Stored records
* * * *

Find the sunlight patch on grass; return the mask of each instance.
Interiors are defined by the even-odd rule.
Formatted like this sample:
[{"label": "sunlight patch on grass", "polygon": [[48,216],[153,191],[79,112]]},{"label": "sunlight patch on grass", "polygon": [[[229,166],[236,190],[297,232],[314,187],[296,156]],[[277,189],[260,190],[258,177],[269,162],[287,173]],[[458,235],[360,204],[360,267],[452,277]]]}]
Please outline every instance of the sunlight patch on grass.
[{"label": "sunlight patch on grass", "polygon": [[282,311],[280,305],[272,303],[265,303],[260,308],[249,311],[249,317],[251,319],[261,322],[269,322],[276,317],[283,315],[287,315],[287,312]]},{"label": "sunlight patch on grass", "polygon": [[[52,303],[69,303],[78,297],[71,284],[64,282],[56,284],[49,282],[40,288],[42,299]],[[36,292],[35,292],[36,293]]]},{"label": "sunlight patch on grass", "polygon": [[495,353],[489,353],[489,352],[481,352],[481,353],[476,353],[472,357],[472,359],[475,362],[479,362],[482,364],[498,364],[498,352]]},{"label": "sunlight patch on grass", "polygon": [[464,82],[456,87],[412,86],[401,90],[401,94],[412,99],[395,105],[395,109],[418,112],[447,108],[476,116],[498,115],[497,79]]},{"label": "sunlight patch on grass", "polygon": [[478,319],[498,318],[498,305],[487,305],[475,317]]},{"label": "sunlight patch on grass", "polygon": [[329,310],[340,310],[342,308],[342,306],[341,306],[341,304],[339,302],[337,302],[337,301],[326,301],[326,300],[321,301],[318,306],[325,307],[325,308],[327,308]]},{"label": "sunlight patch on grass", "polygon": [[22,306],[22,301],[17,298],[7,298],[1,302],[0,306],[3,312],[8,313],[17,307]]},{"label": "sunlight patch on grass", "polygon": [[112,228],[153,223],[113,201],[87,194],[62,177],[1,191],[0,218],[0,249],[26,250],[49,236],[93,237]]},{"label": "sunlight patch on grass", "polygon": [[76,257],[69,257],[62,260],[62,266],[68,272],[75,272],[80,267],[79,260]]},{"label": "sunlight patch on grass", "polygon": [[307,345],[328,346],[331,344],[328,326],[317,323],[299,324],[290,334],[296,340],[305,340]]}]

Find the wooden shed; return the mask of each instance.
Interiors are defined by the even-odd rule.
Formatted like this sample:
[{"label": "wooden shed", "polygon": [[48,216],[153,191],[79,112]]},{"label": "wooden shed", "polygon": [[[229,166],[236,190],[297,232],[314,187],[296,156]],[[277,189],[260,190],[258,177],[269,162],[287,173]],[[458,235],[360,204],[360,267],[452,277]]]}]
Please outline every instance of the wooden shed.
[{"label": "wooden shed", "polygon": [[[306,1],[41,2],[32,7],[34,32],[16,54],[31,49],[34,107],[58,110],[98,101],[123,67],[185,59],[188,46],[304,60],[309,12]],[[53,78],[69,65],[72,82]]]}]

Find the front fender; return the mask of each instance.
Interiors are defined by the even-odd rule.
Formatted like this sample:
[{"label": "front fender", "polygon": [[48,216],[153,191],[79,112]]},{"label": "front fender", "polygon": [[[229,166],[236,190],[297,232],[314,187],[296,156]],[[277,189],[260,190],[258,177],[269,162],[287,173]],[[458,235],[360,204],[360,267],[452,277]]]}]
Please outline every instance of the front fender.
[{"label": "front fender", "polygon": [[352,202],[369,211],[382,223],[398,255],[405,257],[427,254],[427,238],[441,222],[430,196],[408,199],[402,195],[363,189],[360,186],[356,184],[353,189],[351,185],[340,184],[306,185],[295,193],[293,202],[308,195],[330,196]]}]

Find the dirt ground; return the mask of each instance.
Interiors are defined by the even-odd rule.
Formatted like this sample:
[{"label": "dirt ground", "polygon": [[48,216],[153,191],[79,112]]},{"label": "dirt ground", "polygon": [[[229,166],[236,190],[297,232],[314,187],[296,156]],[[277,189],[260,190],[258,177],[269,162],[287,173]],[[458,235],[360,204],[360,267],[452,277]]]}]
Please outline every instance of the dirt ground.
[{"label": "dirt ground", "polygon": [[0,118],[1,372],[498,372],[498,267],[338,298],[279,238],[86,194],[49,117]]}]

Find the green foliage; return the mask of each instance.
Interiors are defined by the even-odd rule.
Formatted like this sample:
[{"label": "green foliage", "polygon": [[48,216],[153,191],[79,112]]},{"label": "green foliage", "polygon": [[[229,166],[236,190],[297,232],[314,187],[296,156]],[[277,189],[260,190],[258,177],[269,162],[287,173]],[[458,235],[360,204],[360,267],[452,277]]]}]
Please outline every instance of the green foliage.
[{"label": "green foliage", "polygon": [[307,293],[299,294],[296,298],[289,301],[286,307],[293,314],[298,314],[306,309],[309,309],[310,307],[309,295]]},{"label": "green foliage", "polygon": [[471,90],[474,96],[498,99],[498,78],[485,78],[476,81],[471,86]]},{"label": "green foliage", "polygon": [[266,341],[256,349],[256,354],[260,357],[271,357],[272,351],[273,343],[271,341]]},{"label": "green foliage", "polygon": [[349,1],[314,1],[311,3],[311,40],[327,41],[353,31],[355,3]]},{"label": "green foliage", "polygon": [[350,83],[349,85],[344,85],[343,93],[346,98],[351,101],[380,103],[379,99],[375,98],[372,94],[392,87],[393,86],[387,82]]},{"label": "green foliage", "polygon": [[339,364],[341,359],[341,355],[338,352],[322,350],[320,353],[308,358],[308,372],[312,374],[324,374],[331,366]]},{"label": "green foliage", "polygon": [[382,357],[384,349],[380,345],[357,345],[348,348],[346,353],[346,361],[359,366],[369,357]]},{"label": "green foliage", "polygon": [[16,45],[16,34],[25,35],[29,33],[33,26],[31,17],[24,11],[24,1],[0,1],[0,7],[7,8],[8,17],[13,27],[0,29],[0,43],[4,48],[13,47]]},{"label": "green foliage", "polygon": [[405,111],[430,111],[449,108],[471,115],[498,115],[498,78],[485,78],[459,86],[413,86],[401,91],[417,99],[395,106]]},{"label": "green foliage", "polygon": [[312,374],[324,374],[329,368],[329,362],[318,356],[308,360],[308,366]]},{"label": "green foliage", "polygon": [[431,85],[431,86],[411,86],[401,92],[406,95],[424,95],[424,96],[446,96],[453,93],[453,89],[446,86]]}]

* * * *

# INSTRUCTIONS TO FOLLOW
Each of the entries must be set down again exactly.

# EXERCISE RESPONSE
Find the sunlight patch on grass; return the mask of each instance.
Interiors are defined by the even-odd rule.
Formatted like this sample:
[{"label": "sunlight patch on grass", "polygon": [[48,216],[153,191],[79,112]]},{"label": "sunlight patch on grass", "polygon": [[[229,166],[236,190],[297,232],[314,187],[296,156]],[[277,189],[260,190],[258,177],[269,162],[287,173]],[[458,235],[360,204],[360,267],[452,277]]]}]
Please outline every instance of the sunlight patch on grass.
[{"label": "sunlight patch on grass", "polygon": [[282,311],[280,305],[272,303],[265,303],[260,308],[249,311],[249,317],[251,319],[261,322],[269,322],[276,317],[283,315],[287,315],[287,312]]},{"label": "sunlight patch on grass", "polygon": [[[52,303],[69,303],[78,297],[71,284],[64,282],[56,284],[49,282],[40,288],[42,299]],[[36,292],[35,292],[36,293]]]},{"label": "sunlight patch on grass", "polygon": [[495,353],[489,353],[489,352],[481,352],[481,353],[476,353],[472,357],[472,359],[475,362],[479,362],[482,364],[498,364],[498,352]]},{"label": "sunlight patch on grass", "polygon": [[464,82],[456,87],[412,86],[401,90],[401,94],[412,99],[395,105],[395,109],[418,112],[447,108],[476,116],[498,115],[497,79]]},{"label": "sunlight patch on grass", "polygon": [[478,319],[498,318],[498,305],[487,305],[475,317]]},{"label": "sunlight patch on grass", "polygon": [[329,310],[340,310],[342,308],[342,306],[341,306],[341,304],[339,302],[337,302],[337,301],[326,301],[326,300],[321,301],[318,306],[325,307],[325,308],[327,308]]},{"label": "sunlight patch on grass", "polygon": [[22,306],[22,301],[17,298],[7,298],[1,302],[0,306],[3,312],[8,313],[17,307]]},{"label": "sunlight patch on grass", "polygon": [[112,228],[153,223],[113,201],[87,194],[62,177],[1,191],[0,218],[0,249],[26,250],[49,236],[93,237]]},{"label": "sunlight patch on grass", "polygon": [[76,257],[69,257],[62,260],[62,266],[68,272],[75,272],[80,267],[79,260]]},{"label": "sunlight patch on grass", "polygon": [[307,345],[328,346],[331,344],[328,326],[317,323],[299,324],[290,334],[296,340],[305,340]]}]

Find the wooden shed; return the mask of each instance.
Interiors are defined by the even-odd rule.
Formatted like this sample:
[{"label": "wooden shed", "polygon": [[48,216],[153,191],[79,112]]},{"label": "wooden shed", "polygon": [[[229,166],[236,190],[297,232],[314,187],[296,156]],[[277,189],[260,190],[258,177],[269,162],[287,173]],[[458,235],[360,204],[360,267],[452,277]]]}]
Please outline every instance of the wooden shed.
[{"label": "wooden shed", "polygon": [[[306,1],[41,2],[32,7],[34,32],[16,54],[31,49],[34,107],[58,110],[98,101],[123,67],[185,59],[188,46],[304,60],[309,12]],[[53,78],[69,65],[72,82]]]}]

Find the front fender; return the mask of each instance.
Interiors are defined by the even-odd rule.
Formatted like this sample:
[{"label": "front fender", "polygon": [[48,216],[153,191],[79,112]]},{"label": "front fender", "polygon": [[[229,166],[236,190],[297,232],[314,187],[296,156]],[[277,189],[260,190],[258,177],[269,162],[287,173]],[[458,235],[360,204],[360,267],[452,277]]]}]
Please outline every instance of the front fender.
[{"label": "front fender", "polygon": [[352,202],[369,211],[382,223],[398,255],[405,257],[427,254],[427,238],[441,222],[430,196],[408,199],[402,195],[363,189],[360,186],[356,184],[353,189],[351,185],[340,184],[306,185],[295,193],[293,202],[308,195],[330,196]]}]

Find the dirt ground; return the mask of each instance.
Interiors are defined by the even-odd rule.
Formatted like this sample:
[{"label": "dirt ground", "polygon": [[48,216],[153,191],[79,112]]},{"label": "dirt ground", "polygon": [[[229,166],[236,190],[297,232],[314,187],[296,156]],[[277,189],[260,190],[258,177],[269,162],[287,173]],[[458,235],[360,204],[360,267],[452,277]]]}]
Please outline every instance of the dirt ground.
[{"label": "dirt ground", "polygon": [[0,118],[1,372],[498,372],[498,267],[338,298],[279,238],[86,194],[49,117]]}]

Find the green foliage; return the mask of each instance.
Interiors are defined by the even-odd rule.
Formatted like this sample:
[{"label": "green foliage", "polygon": [[48,216],[153,191],[79,112]]},{"label": "green foliage", "polygon": [[[229,166],[236,190],[297,232],[314,187],[296,156]],[[277,189],[260,190],[258,177],[269,162],[287,173]],[[458,235],[360,204],[360,267],[452,277]]]}]
Please outline every instance of the green foliage.
[{"label": "green foliage", "polygon": [[307,293],[299,294],[296,298],[289,301],[286,307],[293,314],[298,314],[306,309],[309,309],[310,307],[309,295]]},{"label": "green foliage", "polygon": [[471,90],[474,96],[498,99],[498,78],[485,78],[476,81],[471,86]]},{"label": "green foliage", "polygon": [[266,341],[256,349],[256,354],[260,357],[271,357],[272,351],[273,343],[271,341]]},{"label": "green foliage", "polygon": [[349,1],[314,1],[311,3],[311,40],[327,41],[353,31],[355,3]]},{"label": "green foliage", "polygon": [[350,83],[349,85],[344,85],[343,93],[346,98],[351,101],[380,103],[379,99],[375,98],[372,94],[392,87],[393,86],[387,82]]},{"label": "green foliage", "polygon": [[339,364],[341,359],[341,355],[338,352],[322,350],[320,353],[308,358],[308,372],[312,374],[324,374],[331,366]]},{"label": "green foliage", "polygon": [[382,357],[384,349],[380,345],[357,345],[348,348],[346,353],[346,361],[359,366],[369,357]]},{"label": "green foliage", "polygon": [[16,45],[16,34],[25,35],[29,33],[33,26],[31,17],[24,11],[24,1],[0,1],[0,7],[7,8],[8,17],[13,27],[0,29],[0,43],[4,48],[13,47]]},{"label": "green foliage", "polygon": [[405,111],[430,111],[449,108],[471,115],[498,115],[498,78],[485,78],[459,86],[413,86],[401,91],[417,99],[395,106]]},{"label": "green foliage", "polygon": [[312,374],[324,374],[329,368],[329,362],[318,356],[308,360],[308,366]]},{"label": "green foliage", "polygon": [[431,85],[431,86],[411,86],[401,92],[406,95],[424,95],[424,96],[446,96],[453,93],[453,89],[446,86]]}]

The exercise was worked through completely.